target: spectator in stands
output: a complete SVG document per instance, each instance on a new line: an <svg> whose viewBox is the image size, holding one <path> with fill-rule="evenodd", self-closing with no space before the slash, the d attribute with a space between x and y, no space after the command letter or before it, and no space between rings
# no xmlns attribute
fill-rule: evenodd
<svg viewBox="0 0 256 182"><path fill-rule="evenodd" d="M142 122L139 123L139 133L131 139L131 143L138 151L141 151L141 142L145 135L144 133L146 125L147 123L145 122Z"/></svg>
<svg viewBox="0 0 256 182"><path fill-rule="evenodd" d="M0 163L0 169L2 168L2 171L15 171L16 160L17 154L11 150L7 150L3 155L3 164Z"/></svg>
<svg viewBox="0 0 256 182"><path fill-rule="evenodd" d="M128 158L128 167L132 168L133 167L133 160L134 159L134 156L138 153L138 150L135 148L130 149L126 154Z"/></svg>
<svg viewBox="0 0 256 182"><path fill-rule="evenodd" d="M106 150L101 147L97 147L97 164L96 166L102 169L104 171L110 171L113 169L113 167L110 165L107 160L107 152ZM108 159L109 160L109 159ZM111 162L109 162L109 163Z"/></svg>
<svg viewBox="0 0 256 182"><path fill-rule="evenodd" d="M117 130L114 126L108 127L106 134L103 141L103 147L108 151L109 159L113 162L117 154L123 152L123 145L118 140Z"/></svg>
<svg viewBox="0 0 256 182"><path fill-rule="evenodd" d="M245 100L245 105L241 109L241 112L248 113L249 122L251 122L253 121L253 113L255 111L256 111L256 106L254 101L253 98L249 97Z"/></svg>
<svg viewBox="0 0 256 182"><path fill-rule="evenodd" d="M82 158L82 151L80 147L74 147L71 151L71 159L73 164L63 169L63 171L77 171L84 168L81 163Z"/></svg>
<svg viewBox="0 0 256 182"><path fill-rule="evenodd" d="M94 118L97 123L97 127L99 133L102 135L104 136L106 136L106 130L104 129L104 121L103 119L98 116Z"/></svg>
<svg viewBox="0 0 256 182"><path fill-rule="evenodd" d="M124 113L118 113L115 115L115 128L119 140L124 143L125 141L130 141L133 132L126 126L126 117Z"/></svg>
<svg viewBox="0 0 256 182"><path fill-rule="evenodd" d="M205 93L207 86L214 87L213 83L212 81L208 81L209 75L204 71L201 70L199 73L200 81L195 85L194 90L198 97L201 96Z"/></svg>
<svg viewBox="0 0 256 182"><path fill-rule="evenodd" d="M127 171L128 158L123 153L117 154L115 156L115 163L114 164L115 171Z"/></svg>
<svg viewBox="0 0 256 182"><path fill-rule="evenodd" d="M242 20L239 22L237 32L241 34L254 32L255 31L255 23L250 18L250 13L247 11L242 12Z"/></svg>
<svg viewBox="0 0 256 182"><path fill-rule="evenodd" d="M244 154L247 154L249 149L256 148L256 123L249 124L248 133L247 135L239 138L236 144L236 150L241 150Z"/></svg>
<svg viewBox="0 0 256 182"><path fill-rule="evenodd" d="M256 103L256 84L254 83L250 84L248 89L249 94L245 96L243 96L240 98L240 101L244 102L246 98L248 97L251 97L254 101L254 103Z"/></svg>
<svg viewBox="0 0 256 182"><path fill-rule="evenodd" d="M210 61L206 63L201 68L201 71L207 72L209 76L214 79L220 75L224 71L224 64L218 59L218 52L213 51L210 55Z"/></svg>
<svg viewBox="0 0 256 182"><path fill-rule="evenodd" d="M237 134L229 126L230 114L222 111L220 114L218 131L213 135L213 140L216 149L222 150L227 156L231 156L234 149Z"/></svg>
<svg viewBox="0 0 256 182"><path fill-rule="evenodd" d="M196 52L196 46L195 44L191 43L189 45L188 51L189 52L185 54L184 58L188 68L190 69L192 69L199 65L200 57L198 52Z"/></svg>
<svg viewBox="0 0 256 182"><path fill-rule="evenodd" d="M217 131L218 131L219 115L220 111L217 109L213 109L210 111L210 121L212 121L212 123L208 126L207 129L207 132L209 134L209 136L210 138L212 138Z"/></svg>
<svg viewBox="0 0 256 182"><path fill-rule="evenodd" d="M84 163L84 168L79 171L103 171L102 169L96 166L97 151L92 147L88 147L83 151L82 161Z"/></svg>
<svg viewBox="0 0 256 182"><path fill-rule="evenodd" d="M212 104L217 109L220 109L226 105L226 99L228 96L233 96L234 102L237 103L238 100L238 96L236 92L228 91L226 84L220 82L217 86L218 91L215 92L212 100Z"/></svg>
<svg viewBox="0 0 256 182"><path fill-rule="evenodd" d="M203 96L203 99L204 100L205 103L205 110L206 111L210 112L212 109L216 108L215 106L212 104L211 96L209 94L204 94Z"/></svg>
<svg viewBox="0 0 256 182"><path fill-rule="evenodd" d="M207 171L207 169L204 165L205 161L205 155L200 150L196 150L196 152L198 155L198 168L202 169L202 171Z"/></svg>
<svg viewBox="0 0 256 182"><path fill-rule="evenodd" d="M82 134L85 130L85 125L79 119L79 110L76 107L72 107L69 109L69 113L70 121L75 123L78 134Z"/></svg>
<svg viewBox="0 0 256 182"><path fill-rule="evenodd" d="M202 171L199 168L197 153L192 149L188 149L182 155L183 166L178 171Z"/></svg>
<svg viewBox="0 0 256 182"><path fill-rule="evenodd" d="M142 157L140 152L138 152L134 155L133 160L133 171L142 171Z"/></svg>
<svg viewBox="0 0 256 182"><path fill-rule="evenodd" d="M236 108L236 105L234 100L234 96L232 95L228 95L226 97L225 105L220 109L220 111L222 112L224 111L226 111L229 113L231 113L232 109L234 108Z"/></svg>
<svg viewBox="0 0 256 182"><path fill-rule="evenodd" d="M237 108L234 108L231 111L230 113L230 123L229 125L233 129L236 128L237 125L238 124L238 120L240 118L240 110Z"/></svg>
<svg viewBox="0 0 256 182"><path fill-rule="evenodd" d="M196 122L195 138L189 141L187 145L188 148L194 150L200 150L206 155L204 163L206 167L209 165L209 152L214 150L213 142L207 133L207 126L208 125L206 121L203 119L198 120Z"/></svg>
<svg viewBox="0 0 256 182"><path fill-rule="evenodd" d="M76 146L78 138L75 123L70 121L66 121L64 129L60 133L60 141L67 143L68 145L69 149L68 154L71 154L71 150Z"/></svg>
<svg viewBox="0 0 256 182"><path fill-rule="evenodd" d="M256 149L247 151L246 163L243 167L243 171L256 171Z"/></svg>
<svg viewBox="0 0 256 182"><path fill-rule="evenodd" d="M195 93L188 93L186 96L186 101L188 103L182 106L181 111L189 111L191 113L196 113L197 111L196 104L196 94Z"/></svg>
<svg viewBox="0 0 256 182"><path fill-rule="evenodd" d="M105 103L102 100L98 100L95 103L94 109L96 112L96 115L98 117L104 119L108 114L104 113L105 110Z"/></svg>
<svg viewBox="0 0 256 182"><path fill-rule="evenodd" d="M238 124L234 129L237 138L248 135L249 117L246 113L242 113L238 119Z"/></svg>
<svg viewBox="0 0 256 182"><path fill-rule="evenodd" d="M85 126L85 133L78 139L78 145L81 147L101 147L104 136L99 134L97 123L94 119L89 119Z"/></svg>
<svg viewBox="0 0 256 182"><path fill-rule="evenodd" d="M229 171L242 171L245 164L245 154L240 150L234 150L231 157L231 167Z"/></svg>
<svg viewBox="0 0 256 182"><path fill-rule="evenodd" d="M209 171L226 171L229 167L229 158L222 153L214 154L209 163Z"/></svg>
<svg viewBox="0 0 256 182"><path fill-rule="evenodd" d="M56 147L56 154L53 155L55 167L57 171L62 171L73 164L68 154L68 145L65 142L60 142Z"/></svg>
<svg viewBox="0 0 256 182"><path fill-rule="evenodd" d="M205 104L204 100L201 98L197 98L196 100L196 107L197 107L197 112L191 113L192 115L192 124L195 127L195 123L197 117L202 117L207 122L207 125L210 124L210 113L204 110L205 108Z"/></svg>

▶ [TASK GOAL] Give the records again from their start through the line that contains "158L128 167L132 168L133", inclusive, replacing "spectator in stands" with "audience member" and leaving everything else unchanged.

▶ [WORKED SOLUTION]
target: audience member
output: a complete SVG document per instance, each instance on a new line: an <svg> whose viewBox is the image size, holding one <path> with fill-rule="evenodd", self-closing with no space before the slash, the d attribute with a space between x and y, no space after the command letter or before it, and no space between rings
# no xmlns attribute
fill-rule: evenodd
<svg viewBox="0 0 256 182"><path fill-rule="evenodd" d="M142 122L139 123L139 133L131 139L131 143L138 151L141 151L141 142L145 135L144 133L146 125L147 123L145 122Z"/></svg>
<svg viewBox="0 0 256 182"><path fill-rule="evenodd" d="M0 163L0 169L2 168L2 171L15 171L16 160L17 154L11 150L7 150L3 155L3 164Z"/></svg>
<svg viewBox="0 0 256 182"><path fill-rule="evenodd" d="M128 158L128 167L132 168L133 167L133 160L134 159L134 156L138 153L138 150L135 148L130 149L126 154Z"/></svg>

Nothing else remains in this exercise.